* PROVIDED ENTRIES

▼▼▼

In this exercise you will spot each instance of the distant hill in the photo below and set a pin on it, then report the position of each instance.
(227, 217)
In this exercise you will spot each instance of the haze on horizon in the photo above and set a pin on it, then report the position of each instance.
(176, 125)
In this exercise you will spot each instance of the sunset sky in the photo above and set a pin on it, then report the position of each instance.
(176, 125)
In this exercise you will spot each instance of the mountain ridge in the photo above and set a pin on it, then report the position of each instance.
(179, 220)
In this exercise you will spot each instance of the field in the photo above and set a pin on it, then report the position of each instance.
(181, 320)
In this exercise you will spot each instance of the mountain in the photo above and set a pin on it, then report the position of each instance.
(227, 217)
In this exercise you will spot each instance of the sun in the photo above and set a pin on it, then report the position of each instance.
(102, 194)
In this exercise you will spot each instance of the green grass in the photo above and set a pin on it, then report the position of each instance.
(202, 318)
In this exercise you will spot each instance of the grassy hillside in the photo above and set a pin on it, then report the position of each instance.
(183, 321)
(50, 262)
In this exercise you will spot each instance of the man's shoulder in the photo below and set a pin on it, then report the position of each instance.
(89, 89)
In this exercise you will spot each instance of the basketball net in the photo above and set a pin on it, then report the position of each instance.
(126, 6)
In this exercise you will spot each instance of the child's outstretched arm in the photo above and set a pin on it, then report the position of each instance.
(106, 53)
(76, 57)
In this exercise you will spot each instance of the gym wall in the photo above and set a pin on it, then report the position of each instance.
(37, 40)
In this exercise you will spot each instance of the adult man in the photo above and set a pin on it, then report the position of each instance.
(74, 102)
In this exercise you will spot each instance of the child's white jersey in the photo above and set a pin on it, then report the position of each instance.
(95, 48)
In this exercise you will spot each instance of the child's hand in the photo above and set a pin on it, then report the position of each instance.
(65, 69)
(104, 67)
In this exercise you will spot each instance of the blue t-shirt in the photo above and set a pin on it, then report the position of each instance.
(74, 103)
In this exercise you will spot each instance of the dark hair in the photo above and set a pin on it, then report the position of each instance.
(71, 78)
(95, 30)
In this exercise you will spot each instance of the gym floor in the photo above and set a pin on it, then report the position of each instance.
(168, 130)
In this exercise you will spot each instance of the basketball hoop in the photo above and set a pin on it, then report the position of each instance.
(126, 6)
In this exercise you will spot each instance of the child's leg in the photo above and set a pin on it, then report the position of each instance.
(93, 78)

▲▲▲

* WHAT TO WORK ON
From the listing above, extract all records word for word.

* SOLUTION TO THE PROBLEM
In this exercise you will spot each instance of the distant hill in the photo below and set a pin on it, then report the position of each instance.
(227, 217)
In this exercise you will spot each instance of the haze on horizon in the photo above and set a pin on it, then report the position of each instance.
(176, 125)
In this exercise you will spot each instance of the sunset sky in the photo above and set a pin on it, then report the position of each instance.
(176, 125)
In this exercise you will spot each instance of the mountain ridge in the photo above and set a pin on it, then report the position of each instance.
(179, 220)
In this exercise you will spot each instance of the field in the photo above and set a pin on it, then report the position of each instance.
(181, 320)
In this exercise you will spot each instance of the mountain in the photo above and set a pin on it, then report the position of each instance.
(227, 217)
In this exercise you will spot each instance of the sun in the photo above and set a pin on it, then report the position of each instance.
(102, 194)
In this exercise you will spot each instance of the green grass in the photo above and set a pin on it, then report the position of each instance.
(202, 318)
In this exercise you will spot each instance of the grassy hillside in the photo above and set a pin on it, then report the position of each instance.
(183, 321)
(50, 262)
In this exercise you will spot each instance of the man's shoulder in the photo below and set a pin on it, then report the position of each instance.
(89, 89)
In this exercise you will spot each instance of the basketball net in the photo above and set a pin on it, then report the position of each instance.
(126, 6)
In this exercise you will spot each instance of the child's outstretched arm in the photo above and set a pin on it, then report the position of each instance.
(106, 53)
(76, 57)
In this exercise you will spot each instance of the gym wall in the photo above and set a pin on it, then report the position of each instance.
(37, 40)
In this exercise you will spot each instance of the adult man in the photo above and set a pin on it, then report the position of each instance.
(74, 102)
In this exercise you will spot each instance of the child's white jersey in the photo above and set a pin on it, then report the position of each instance.
(95, 48)
In this exercise you will spot each instance of the child's hand in the photo above and set a pin on it, then report the position of each instance.
(65, 69)
(104, 67)
In this exercise you will spot each instance of the blue t-shirt in the photo above and set a pin on it, then report the position of each instance.
(74, 103)
In this exercise you will spot each instance of the dark hair in the photo above and set a pin on it, then report the position of each instance.
(71, 78)
(95, 30)
In this exercise you will spot each instance of the gym floor in the photo above and set a pin on it, then report the position of each instance.
(168, 130)
In this exercise you will spot each instance of the basketball hoop in the photo above and set a pin on it, then report the position of each instance.
(126, 6)
In this exercise you will spot each instance of the child's leg in the photo above and set a pin on it, then report the position of each instance.
(93, 78)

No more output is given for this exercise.